(WHAT TO WORK ON): Retype all the entries word for word, but omit the pictures.
━━━━━━━━━━
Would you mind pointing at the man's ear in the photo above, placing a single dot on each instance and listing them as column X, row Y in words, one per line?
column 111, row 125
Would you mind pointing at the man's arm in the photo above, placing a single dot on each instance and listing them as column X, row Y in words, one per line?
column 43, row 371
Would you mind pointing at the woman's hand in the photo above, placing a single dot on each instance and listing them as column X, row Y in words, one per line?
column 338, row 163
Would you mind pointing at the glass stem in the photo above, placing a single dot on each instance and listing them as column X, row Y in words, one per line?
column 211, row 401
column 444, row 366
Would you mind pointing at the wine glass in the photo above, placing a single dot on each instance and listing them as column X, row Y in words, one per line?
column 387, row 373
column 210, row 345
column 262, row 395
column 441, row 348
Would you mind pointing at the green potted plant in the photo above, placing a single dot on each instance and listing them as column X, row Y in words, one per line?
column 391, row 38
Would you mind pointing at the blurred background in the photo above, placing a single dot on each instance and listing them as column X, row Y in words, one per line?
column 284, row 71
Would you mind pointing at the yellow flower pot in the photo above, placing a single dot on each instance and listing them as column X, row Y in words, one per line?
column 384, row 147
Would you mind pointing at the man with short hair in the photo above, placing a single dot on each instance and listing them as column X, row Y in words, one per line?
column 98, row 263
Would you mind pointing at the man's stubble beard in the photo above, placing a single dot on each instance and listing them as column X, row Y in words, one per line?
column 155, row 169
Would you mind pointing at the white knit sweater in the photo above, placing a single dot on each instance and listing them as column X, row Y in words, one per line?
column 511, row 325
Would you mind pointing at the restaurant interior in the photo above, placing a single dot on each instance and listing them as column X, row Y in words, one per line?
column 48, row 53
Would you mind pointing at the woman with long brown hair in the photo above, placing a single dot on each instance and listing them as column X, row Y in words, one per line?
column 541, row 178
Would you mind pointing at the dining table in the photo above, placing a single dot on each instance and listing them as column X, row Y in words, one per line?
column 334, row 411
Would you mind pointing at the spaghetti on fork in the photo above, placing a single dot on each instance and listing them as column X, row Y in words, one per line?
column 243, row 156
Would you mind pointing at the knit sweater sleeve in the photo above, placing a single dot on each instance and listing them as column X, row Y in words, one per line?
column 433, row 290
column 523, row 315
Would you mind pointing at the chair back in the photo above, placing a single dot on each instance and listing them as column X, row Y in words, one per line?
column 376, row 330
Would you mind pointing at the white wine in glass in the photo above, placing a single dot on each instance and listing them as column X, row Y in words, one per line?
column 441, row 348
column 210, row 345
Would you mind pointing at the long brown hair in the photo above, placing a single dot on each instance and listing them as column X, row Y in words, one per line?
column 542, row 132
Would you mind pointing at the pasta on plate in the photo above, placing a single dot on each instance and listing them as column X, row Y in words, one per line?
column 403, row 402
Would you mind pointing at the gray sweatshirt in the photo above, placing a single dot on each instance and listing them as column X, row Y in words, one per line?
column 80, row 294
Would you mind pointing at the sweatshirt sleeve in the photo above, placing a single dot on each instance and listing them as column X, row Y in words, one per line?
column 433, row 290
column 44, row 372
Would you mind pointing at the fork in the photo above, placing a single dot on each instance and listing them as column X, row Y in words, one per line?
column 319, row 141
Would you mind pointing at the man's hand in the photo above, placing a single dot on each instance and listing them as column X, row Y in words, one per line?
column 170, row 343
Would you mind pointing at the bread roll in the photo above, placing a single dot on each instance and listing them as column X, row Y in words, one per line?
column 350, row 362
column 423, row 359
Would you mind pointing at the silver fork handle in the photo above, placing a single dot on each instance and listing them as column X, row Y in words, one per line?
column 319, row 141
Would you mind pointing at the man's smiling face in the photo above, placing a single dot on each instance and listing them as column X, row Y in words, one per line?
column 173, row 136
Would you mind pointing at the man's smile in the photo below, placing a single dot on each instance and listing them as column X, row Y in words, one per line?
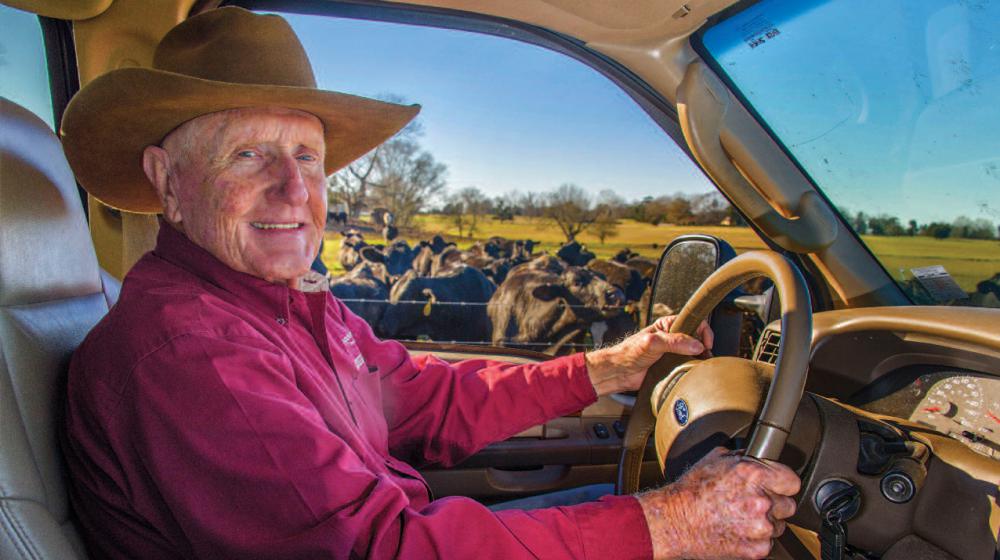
column 276, row 225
━━━━━━━━━━
(RESULT FOR THIS TASK):
Would you mind pointing at the man's ear in the photo above, placing a single dot on each instance and listing them as column X, row Y in words, one per line?
column 111, row 125
Would you mind pointing at the man's arm in the photo above, placing a single dot on each instance and listing them as column X, row Y in words, one per line?
column 43, row 371
Would you mind pointing at the woman's hand in the photo above, placing a single dot on each instance and listing them as column X, row Y in words, one per line?
column 338, row 163
Would you mind pointing at the glass stem in the photo above, placing a single dot on each instance and listing them as column X, row Y in words, one per line?
column 211, row 401
column 444, row 366
Would you mind pointing at the wine glass in the photo above, placing a single dot on each instance and listing them as column X, row Y in words, one per line?
column 387, row 373
column 210, row 345
column 262, row 395
column 441, row 348
Would you mind pointing at the green potted plant in the photo above, placing a single dot on each instance and listing them as column X, row Y in words, one per line?
column 391, row 38
Would you mind pointing at the blurred background in the photo above, placing a single dot on each instance and listing them as column X, row Y in words, one per line?
column 284, row 71
Would you mind pointing at the yellow flower pot in the photo above, placing a single dot on each instance and listing them as column X, row Y in words, one per line?
column 384, row 147
Would you mind pointing at the man with short hair in the photo above, placing a single dot on each instance and listing them as column X, row Y in words, one per line?
column 98, row 263
Would you mind pointing at the man's stubble beard in the photo above, placing a single dot on each instance and listing them as column X, row Y in words, one per line?
column 155, row 169
Would you mind pointing at the white knit sweater in the photo above, placing a single dot on each instance and listing them as column X, row Y in words, one per line?
column 511, row 325
Would you mind pointing at the restaurant interior in the photo above, placing a single dot on each instance and listing them as column X, row Y in words, one per line?
column 48, row 53
Would you mind pointing at the woman with long brown hair in the photo above, placing a single dot on each instance and listing them as column X, row Y in words, one per line?
column 541, row 178
Would you mind pointing at the dining table in the photo above, placing a single dot on each instance and listing them as column X, row Y in words, one per line?
column 334, row 411
Would you mind pointing at the spaghetti on fork in the photo above, placing a single dot on each instance and listing them as column X, row Y in words, one per line?
column 243, row 156
Would you mind pointing at the knit sweater sleeve in the photo above, placing a single dot on each instance and listing them as column X, row Y in words, one per line?
column 433, row 290
column 523, row 315
Would you mind pointing at the chair back in the photo above, placing a single dot on each instance and listing them as column X, row Y in words, one per line?
column 376, row 330
Would you mind pointing at the white wine in glass in the photo above, placing a single dot on each instance and listing them as column X, row Y in words, one per line?
column 441, row 348
column 210, row 345
Would you mind pointing at the long brown hair in the photo above, placing a single dot on each instance and listing them as column X, row Y in words, one per line?
column 542, row 132
Would you mind pointing at the pasta on plate in the photo above, placing a single dot on each instance and listing them as column X, row Y in words, one per line?
column 403, row 402
Would you mind pointing at the gray sweatshirt in the photo above, placing a single dot on each instance and listing them as column X, row Y in words, one per line?
column 80, row 294
Would you mind pointing at the sweatshirt sleeve in the photo above, placing a single dot on each instance and listing them as column X, row Y in words, one per line?
column 433, row 290
column 44, row 372
Would you mind pointing at the fork in the photo above, placing a single dot on each instance and listing them as column X, row Y in words, one per line?
column 319, row 141
Would you mind pointing at the man's hand in the photo above, placing a single dot on each instance and listing them as column X, row Y in words, one per line?
column 170, row 343
Would you mind pointing at the bread roll in the photo above, placing a single dot on each instance and listing them as column X, row Y in words, one per line?
column 350, row 362
column 423, row 359
Would you mind pointing at the silver fork handle in the photo above, placing a single dot on each instance and listing them as column X, row Y in words, one per line?
column 319, row 141
Would you mind pointing at the man's smiling face in the photo above, placing a single dot on each instance and listing them as column X, row Y in words, one per line?
column 173, row 136
Would you mind pointing at the man's smile in the photo below, placing a single dot on each instance and listing them as column X, row Y in words, one per line?
column 276, row 225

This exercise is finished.